• [Questions on the material]
1. Answer these questions from the nurse recruitment text:
(a) Which country are the nurses in the investigation from?
(b) Through which agency were the nine nurses recruited to work at Tallahassee Memorial?
(c) Which organization funded the investigation?
2. Transcribe the part of the nurse recruitment text that opens with the words containing "Quartz and its" and closes with "nurses and advocates.".
3. Go on with the nurse recruitment text from its last sentence.

• [Given text]
◆ ◆ ◆ ◆ ◆

For the United States, along with the United Kingdom and other European countries, hiring nurses from overseas has become an essential way to fill the gap. For many foreign nurses, working in the US can provide opportunities for education, career advancement, and higher pay.

But a year-long investigation by Quartz and Type Investigations, with funding from the Pulitzer Center, found that some nurses from the Philippines have been subjected to exploitative labor contracts that can trap them in their jobs and intimidate them into silence.

Quartz and its partners spoke with migrant nurses in Florida and other states, including nine nurses who were recruited to work at Tallahassee Memorial through Professionals to USA. To keep them in line, many of these nurses said, PTU or its CEO threatened to sue nurses for tens of thousands of dollars in contract breach fees or report them to immigration authorities if they left their jobs early. This type of treatment is pervasive in the international nurse recruitment industry, according to lawsuits against other agencies and interviews with nurses and advocates.

◆ ◆ ◆ ◆ ◆

• [Data to examine]
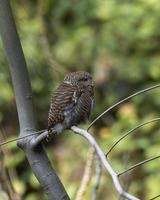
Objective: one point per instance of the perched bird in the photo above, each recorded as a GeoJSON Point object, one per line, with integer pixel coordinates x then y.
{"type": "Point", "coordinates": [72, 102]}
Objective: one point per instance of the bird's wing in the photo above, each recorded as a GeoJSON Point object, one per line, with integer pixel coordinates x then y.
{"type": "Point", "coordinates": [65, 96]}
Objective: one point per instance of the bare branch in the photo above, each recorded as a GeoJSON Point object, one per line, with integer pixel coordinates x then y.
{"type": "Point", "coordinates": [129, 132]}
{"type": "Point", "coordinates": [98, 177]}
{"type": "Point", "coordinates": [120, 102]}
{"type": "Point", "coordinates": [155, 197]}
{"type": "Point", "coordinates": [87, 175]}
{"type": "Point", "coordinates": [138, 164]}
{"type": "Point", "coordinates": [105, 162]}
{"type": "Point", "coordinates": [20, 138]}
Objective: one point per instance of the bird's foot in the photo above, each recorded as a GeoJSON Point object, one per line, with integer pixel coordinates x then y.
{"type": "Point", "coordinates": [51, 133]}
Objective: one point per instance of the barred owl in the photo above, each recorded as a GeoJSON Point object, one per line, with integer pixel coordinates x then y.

◆ ◆ ◆ ◆ ◆

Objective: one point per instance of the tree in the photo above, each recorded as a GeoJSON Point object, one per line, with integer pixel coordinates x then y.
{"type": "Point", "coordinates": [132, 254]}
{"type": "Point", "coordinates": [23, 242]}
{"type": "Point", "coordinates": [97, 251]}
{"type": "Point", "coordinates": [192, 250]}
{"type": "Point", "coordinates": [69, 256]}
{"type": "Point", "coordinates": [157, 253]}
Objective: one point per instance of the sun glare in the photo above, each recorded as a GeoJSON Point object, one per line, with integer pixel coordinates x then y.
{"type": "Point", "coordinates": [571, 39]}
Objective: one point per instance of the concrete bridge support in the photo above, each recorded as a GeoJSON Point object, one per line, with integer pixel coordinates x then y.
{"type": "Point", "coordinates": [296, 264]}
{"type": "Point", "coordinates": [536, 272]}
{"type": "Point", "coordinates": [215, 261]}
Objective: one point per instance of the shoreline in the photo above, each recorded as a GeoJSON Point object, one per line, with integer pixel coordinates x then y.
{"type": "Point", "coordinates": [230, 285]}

◆ ◆ ◆ ◆ ◆

• [Responses for each task]
1.
(a) The Philippines
(b) Professionals to USA (PTU)
(c) The Pulitzer Center

2.
Quartz and its partners spoke with migrant nurses in Florida and other states, including nine nurses who were recruited to work at Tallahassee Memorial through Professionals to USA. To keep them in line, many of these nurses said, PTU or its CEO threatened to sue nurses for tens of thousands of dollars in contract breach fees or report them to immigration authorities if they left their jobs early. This type of treatment is pervasive in the international nurse recruitment industry, according to lawsuits against other agencies and interviews with nurses and advocates.

3.
In some cases, high contract breach fees and threatening disobedient workers with deportation may violate laws against human trafficking and forced labor. But the work of recruitment and staffing agencies often falls into a regulatory gray area. Although some state and federal agencies are beginning to try to address these issues, enforcement is inconsistent, contributing to exploitative practices in the international nurse recruitment industry. Entities like the US State Department, the Department of Labor, the Justice Department, and state attorneys general could do more to help workers, experts say.

Such practices can impact not just nurses, but patients as well. Rachel said she feared that understaffing in her unit at Tallahassee Memorial put her at risk of making a serious error. She felt anxious before her shifts, and anxious after them. She barely ate and had trouble sleeping. She spent her days off struggling to cope, lying in bed, toggling between numbing TikTok videos of cute puppies and job openings her contract prevented her from pursuing.

In a statement to Quartz and Type Investigations, PTU’s founder and CEO Raymund Raval denied threatening to report nurses to immigration authorities and defended the agency’s inclusion of breach fees in its contracts.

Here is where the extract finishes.